**Supplied information**

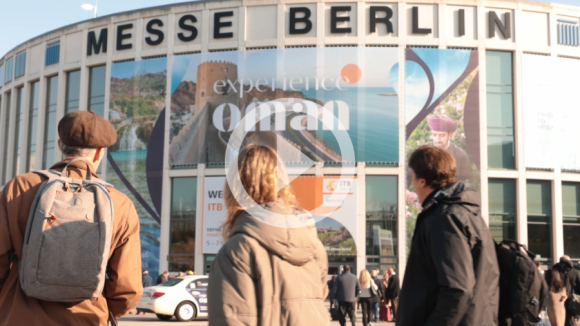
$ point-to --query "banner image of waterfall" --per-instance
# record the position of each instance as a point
(136, 109)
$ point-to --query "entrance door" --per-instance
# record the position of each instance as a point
(336, 264)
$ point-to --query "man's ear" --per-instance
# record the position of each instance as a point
(422, 182)
(99, 153)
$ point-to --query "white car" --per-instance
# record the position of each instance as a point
(183, 297)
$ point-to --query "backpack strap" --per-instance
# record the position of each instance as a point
(49, 174)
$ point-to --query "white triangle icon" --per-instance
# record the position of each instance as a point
(289, 152)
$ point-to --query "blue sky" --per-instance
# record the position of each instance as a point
(130, 68)
(25, 19)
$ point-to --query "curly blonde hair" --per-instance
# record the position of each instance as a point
(258, 167)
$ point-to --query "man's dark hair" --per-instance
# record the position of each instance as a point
(437, 166)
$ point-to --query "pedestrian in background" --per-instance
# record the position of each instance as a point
(272, 269)
(163, 277)
(346, 291)
(378, 295)
(556, 300)
(539, 266)
(392, 290)
(368, 290)
(452, 273)
(570, 278)
(146, 279)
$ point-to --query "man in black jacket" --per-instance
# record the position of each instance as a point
(376, 299)
(392, 291)
(452, 274)
(346, 290)
(569, 276)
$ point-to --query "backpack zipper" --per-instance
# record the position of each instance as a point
(36, 206)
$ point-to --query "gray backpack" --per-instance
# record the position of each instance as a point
(67, 239)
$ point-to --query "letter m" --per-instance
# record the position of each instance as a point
(97, 46)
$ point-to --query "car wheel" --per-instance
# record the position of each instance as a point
(186, 311)
(164, 317)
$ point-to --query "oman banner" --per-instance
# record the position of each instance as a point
(212, 92)
(337, 231)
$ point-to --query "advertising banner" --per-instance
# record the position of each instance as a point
(214, 212)
(551, 112)
(137, 110)
(212, 92)
(442, 109)
(337, 231)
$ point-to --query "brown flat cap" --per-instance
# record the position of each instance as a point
(86, 129)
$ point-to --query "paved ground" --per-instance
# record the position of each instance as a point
(151, 320)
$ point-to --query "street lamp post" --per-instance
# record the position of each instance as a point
(87, 6)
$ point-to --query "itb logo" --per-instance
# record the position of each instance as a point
(309, 117)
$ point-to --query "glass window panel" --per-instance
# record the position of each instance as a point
(19, 129)
(97, 90)
(540, 239)
(32, 125)
(8, 70)
(183, 209)
(539, 197)
(571, 199)
(20, 65)
(5, 177)
(539, 204)
(175, 266)
(502, 209)
(571, 210)
(73, 91)
(572, 240)
(500, 119)
(499, 67)
(50, 122)
(381, 216)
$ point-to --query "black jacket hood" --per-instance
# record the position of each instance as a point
(456, 193)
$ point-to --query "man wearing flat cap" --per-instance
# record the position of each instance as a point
(442, 130)
(85, 136)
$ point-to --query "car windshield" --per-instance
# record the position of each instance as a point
(171, 282)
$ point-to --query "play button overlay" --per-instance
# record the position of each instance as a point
(298, 115)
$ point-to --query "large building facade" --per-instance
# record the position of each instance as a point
(493, 82)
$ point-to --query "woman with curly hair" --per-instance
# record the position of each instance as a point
(272, 268)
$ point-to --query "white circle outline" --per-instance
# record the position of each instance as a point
(235, 141)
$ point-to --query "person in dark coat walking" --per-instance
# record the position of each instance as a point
(569, 277)
(147, 281)
(392, 290)
(346, 290)
(163, 278)
(452, 273)
(376, 299)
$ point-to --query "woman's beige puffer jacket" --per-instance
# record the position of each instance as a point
(267, 275)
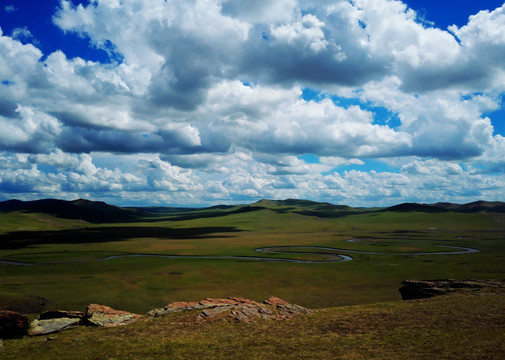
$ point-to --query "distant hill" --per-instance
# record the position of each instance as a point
(92, 211)
(473, 207)
(100, 212)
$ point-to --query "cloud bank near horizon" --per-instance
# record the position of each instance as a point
(215, 101)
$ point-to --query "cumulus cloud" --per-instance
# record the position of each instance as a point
(203, 101)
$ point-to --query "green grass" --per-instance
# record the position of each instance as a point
(138, 284)
(462, 326)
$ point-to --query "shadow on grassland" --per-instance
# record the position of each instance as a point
(20, 239)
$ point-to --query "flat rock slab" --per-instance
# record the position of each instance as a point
(12, 324)
(101, 315)
(56, 314)
(49, 326)
(235, 309)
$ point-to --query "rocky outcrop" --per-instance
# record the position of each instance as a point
(56, 321)
(12, 324)
(421, 289)
(235, 309)
(101, 315)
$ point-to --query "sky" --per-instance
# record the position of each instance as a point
(205, 102)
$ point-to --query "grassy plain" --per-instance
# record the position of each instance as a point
(463, 326)
(65, 270)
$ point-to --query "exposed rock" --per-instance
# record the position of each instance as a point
(236, 309)
(49, 326)
(421, 289)
(12, 324)
(102, 315)
(56, 314)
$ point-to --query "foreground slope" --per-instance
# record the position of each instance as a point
(459, 326)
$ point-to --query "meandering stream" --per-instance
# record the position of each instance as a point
(331, 254)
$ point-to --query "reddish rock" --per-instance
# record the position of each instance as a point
(12, 324)
(236, 309)
(102, 315)
(56, 314)
(243, 300)
(183, 305)
(218, 302)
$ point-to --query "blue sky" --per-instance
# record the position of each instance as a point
(363, 102)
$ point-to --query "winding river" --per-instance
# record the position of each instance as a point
(331, 254)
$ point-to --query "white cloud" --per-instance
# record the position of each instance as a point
(173, 108)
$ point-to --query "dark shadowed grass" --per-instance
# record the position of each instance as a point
(462, 326)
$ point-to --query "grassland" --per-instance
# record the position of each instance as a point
(66, 271)
(463, 326)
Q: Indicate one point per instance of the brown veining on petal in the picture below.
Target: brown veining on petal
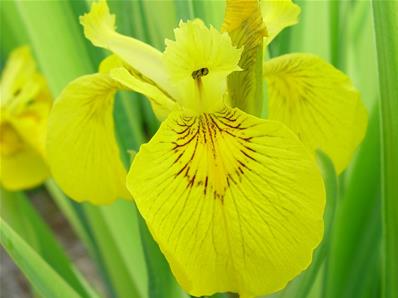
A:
(205, 137)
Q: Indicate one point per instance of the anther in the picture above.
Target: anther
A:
(200, 73)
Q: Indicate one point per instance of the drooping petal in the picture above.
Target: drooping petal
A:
(277, 15)
(99, 28)
(199, 61)
(319, 103)
(245, 26)
(17, 72)
(81, 145)
(161, 103)
(21, 166)
(25, 104)
(235, 202)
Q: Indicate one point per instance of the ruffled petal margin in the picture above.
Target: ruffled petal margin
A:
(83, 155)
(231, 195)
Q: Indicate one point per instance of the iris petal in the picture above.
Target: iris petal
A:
(231, 195)
(319, 103)
(99, 28)
(278, 15)
(81, 145)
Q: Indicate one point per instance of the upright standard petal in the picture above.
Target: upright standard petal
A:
(319, 103)
(199, 61)
(21, 166)
(245, 26)
(277, 15)
(99, 28)
(232, 196)
(82, 151)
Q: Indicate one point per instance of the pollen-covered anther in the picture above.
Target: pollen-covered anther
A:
(197, 74)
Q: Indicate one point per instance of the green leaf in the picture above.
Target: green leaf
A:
(356, 231)
(247, 31)
(386, 26)
(63, 55)
(20, 214)
(46, 281)
(308, 277)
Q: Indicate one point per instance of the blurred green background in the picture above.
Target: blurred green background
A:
(67, 249)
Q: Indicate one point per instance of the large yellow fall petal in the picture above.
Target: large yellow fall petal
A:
(22, 170)
(277, 15)
(319, 103)
(25, 104)
(99, 28)
(81, 145)
(235, 202)
(199, 61)
(21, 166)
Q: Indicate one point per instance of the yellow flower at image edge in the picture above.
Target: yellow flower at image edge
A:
(234, 201)
(25, 104)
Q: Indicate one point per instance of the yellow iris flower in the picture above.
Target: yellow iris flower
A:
(234, 201)
(313, 98)
(25, 105)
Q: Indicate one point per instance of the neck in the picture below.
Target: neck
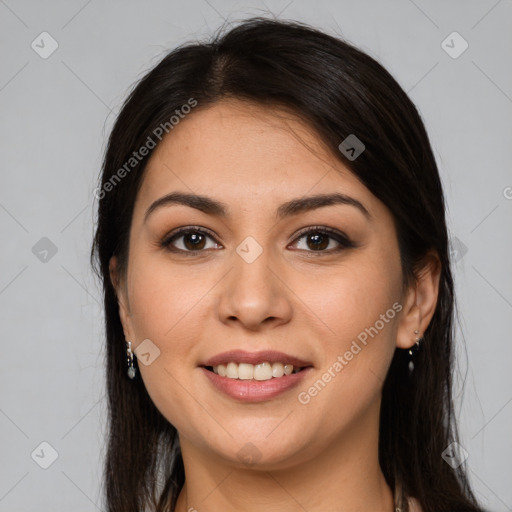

**What needs to be done**
Retype the material in full, exactly as written, and exclude the pictures.

**Output for this exercise**
$ point-to --query "banner image of waterfall" --per-instance
# record the position of each instance as a point
(136, 109)
$ point-to --query "entrance door" --per-instance
# record the position of each instance as a point
(336, 264)
$ point-to --query "man's ear" --per-instance
# record the position of each instance as a point
(422, 182)
(99, 153)
$ point-to --query "white car" --per-instance
# record the position of each instance as a point
(183, 297)
$ point-to --query "backpack strap" --per-instance
# record the position of each instance as a point
(49, 174)
$ point-to --query "white triangle icon" --per-instance
# record the position of each instance as a point
(289, 152)
$ point-to --query "blue sky" --per-instance
# record the position of each instance as a point
(130, 68)
(25, 19)
$ point-to --query "curly blonde hair" --per-instance
# record the position of each instance as a point
(258, 167)
$ point-to --query "man's dark hair" --per-instance
# record the position of each instance as a point
(437, 166)
$ point-to --query "pedestrian in background" --per-instance
# record the position of each instance as a point
(272, 269)
(163, 277)
(346, 291)
(378, 295)
(556, 300)
(539, 266)
(392, 290)
(368, 290)
(452, 273)
(570, 278)
(146, 279)
$ point-to --query "man in black jacket" --per-instance
# record the position of each instance as a point
(376, 299)
(392, 291)
(452, 274)
(346, 290)
(569, 276)
$ point-to --query "backpack zipper" --per-instance
# record the position of each instance as a point
(36, 206)
$ point-to --query "gray backpack" --per-instance
# record the position of each instance as a point
(67, 239)
$ point-to --query "letter m" --per-instance
# record the position of each instance as a point
(97, 46)
$ point-to --query "car wheel" --per-instance
# record the position of each instance as a point
(186, 311)
(164, 317)
$ point-to --query "oman banner" --per-instance
# record the position of each instance as a point
(212, 92)
(337, 231)
$ point-to --query "advertising banner" --per-instance
# record the position of each instance as a point
(214, 212)
(551, 112)
(137, 110)
(212, 92)
(442, 109)
(337, 231)
$ point-to --query "brown flat cap" --per-instance
# record the position of each instance as a point
(86, 129)
$ point-to --query "paved ground" --per-instance
# record the position of each instance as a point
(151, 320)
$ point-to --query "street lamp post" --per-instance
# record the position of each instance as a point
(87, 6)
$ point-to --query "itb logo" --per-instance
# record the position of each instance as a point
(309, 117)
$ point-to --query "glass window panel" --per-instance
# record the position of each instance as a point
(19, 129)
(97, 90)
(540, 239)
(32, 125)
(8, 70)
(183, 209)
(539, 197)
(571, 199)
(20, 65)
(5, 177)
(539, 204)
(175, 266)
(502, 209)
(571, 210)
(73, 91)
(572, 240)
(500, 119)
(499, 67)
(50, 122)
(381, 216)
$ point-to --query "black jacket hood" --per-instance
# record the position of each instance as a point
(456, 193)
$ point-to --query "man wearing flat cap" --per-instance
# record the position of each instance as a point
(442, 130)
(85, 136)
$ point-to --query "car windshield" --per-instance
# record the position of each instance as a point
(171, 282)
$ point-to --query "play button overlay" --per-instance
# record the position of each instance as a point
(298, 115)
$ point-to --query "large building facade" --per-instance
# record the position of each instance as a point
(493, 82)
$ point-to --query "woman with curly hair" --per-instance
# record the position of each instance as a point
(272, 268)
$ point-to --query "white circle outline" --per-instance
# record the position of each instance as a point
(235, 141)
$ point-to --query "person in dark coat walking" --per-instance
# record the position of each instance as a point
(569, 277)
(147, 281)
(392, 290)
(346, 290)
(163, 278)
(452, 273)
(376, 299)
$ point-to --query "woman's beige puffer jacket" --per-instance
# record the position of each instance as a point
(267, 275)
$ point-to --query "distant hill" --per-instance
# record the position of each instance as a point
(92, 211)
(473, 207)
(100, 212)
$ point-to --query "cloud bank near horizon" --per-instance
# record the position of each instance as a point
(215, 101)
$ point-to --query "cumulus cloud" --per-instance
# record the position of each instance as a point
(203, 101)
$ point-to --query "green grass" --per-instance
# record the position of each instance as a point
(138, 284)
(462, 326)
$ point-to --query "shadow on grassland" --per-instance
# record the position of each instance as a point
(20, 239)
$ point-to --query "flat rock slab" --per-instance
# record the position of each instance as a point
(12, 324)
(101, 315)
(56, 314)
(49, 326)
(235, 309)
$ point-to --query "rocky outcrop" --per-instance
# record the position of each instance as a point
(56, 321)
(12, 324)
(421, 289)
(235, 309)
(101, 315)
$ point-to --query "sky" --per-instance
# record the position of each instance as a point
(205, 102)
$ point-to --query "grassy plain" --per-instance
# record the position of each instance as a point
(463, 326)
(65, 270)
$ point-to --query "exposed rock" --per-instance
# record the position of each instance as a point
(236, 309)
(49, 326)
(421, 289)
(12, 324)
(102, 315)
(56, 314)
$ point-to --query "foreground slope" --per-instance
# record the position of each instance as a point
(459, 326)
$ point-to --query "meandering stream" --per-instance
# record the position of each instance as a point
(331, 254)
$ point-to --query "reddish rock" --per-instance
# record the position of each instance as a point
(12, 324)
(236, 309)
(102, 315)
(56, 314)
(243, 300)
(183, 305)
(218, 302)
$ point-to --query "blue sky" --per-instance
# record the position of each instance as a point
(363, 102)
$ point-to --query "winding river" --per-instance
# record the position of each instance as a point
(331, 254)
$ point-to --query "white cloud" --per-instance
# record the position of each instance as a point
(173, 108)
$ point-to --query "dark shadowed grass" --per-instance
# record the position of each instance as a point
(462, 326)
$ point-to --query "grassland" --per-instance
# record the position of each instance as a point
(66, 271)
(463, 326)
Q: Indicate one point per instance of the brown veining on petal in the picture below.
Target: brown veining on petal
A:
(205, 137)
Q: Indicate one point per instance of the anther in the picture above.
Target: anther
A:
(200, 73)
Q: Indicate one point per instance of the drooping petal in the picture above.
Target: drooping petal
A:
(277, 15)
(99, 28)
(199, 61)
(319, 103)
(245, 26)
(17, 72)
(81, 145)
(161, 103)
(21, 166)
(25, 104)
(235, 202)
Q: Indicate one point per instance of the ruffled petal margin in the picture above.
Target: ruffled petal margin
A:
(83, 155)
(231, 195)
Q: Indicate one point per instance of the iris petal in the picture above.
Target: iris petal
A:
(231, 195)
(319, 103)
(99, 28)
(278, 15)
(81, 145)
Q: Indicate one point per instance of the upright standard petal in the picture above.
Target: upright standard petal
A:
(319, 103)
(199, 61)
(21, 166)
(245, 26)
(277, 15)
(99, 28)
(232, 196)
(82, 151)
Q: Indicate one point per instance of the pollen-covered anther in the picture above.
Target: pollen-covered anther
A:
(197, 74)
Q: Indicate one point per instance of the green leaf in the picture above.
Target: green leaf
A:
(356, 231)
(247, 31)
(386, 26)
(63, 55)
(20, 214)
(46, 281)
(308, 277)
Q: Indicate one point per instance of the blurred green background in the picture above.
Target: blurred green background
A:
(67, 249)
Q: Indicate one point per instance of the large yellow fall petal in the picture above.
Target: large yellow fall petal
A:
(22, 170)
(277, 15)
(319, 103)
(25, 104)
(99, 28)
(81, 145)
(235, 202)
(199, 61)
(21, 166)
Q: Indicate one point per instance of the yellow flower at image edge in the picture above.
Target: yellow flower at image edge
A:
(234, 201)
(25, 104)
Q: Indicate one point per instance of the yellow iris flower in the picture above.
Target: yellow iris flower
A:
(234, 201)
(313, 98)
(25, 105)
Q: Indicate one point per instance of the neck in the picture below.
Target: neck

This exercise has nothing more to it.